OBIETTIVO
Trascrivi per intero il brano su Randazzo, parola per parola e senza alcuna modifica.

BRANO DA LEGGERE
○ ○ ○
Si arriva a Radazzo alle 9:49: qui conviene scendere per visitare la cittadina di origine normanna e prendere il treno 1781successivo alle 13:24. Come molte città siciliane dell’entroterra, Randazzo è un goiellino costruito tra l’Etna e il fiume Alcantara (quello delle gole) e da qui sono passati tutti i conquistatori lasciando un segno: i Normanni, i Lombardi, Aragonesi e Spagnoli e i monumenti, per quello che resta, trovano spesso il segno di riconoscimento dell’architettura normanno-sveva. Pur essendo il centro più vicino all’Etna, è sempre scampato alle eruzioni riuscendo a conservare il suo aspetto medioevale. La basilica di S.Maria è di origine normanno-sveva stile che si associa con quello gotico-catalano dei portali. Poi i palazzi aragonesi sulla via principale, la chiesa di San Martino costruita dai Lombardi venuti al seguito dei Normanni per conquistare la Sicilia possiede uno dei più bei campanili di tutta la regione in stile gotico siciliano del periodo normanno-svevo. Come si vede questa piccola città di 11mila abitanti raccoglie una storia secolare.
○ ○ ○
MATERIALE

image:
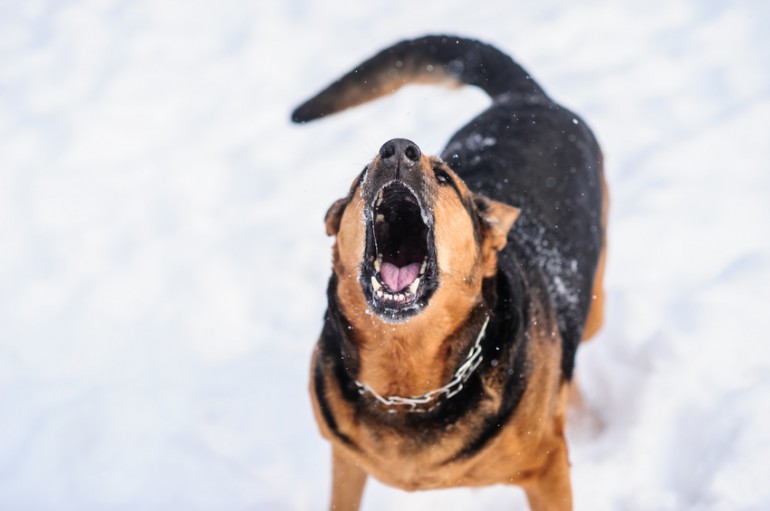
○ ○ ○
RISPOSTA
Si arriva a Radazzo alle 9:49: qui conviene scendere per visitare la cittadina di origine normanna e prendere il treno 1781successivo alle 13:24. Come molte città siciliane dell’entroterra, Randazzo è un goiellino costruito tra l’Etna e il fiume Alcantara (quello delle gole) e da qui sono passati tutti i conquistatori lasciando un segno: i Normanni, i Lombardi, Aragonesi e Spagnoli e i monumenti, per quello che resta, trovano spesso il segno di riconoscimento dell’architettura normanno-sveva. Pur essendo il centro più vicino all’Etna, è sempre scampato alle eruzioni riuscendo a conservare il suo aspetto medioevale. La basilica di S.Maria è di origine normanno-sveva stile che si associa con quello gotico-catalano dei portali. Poi i palazzi aragonesi sulla via principale, la chiesa di San Martino costruita dai Lombardi venuti al seguito dei Normanni per conquistare la Sicilia possiede uno dei più bei campanili di tutta la regione in stile gotico siciliano del periodo normanno-svevo. Come si vede questa piccola città di 11mila abitanti raccoglie una storia secolare.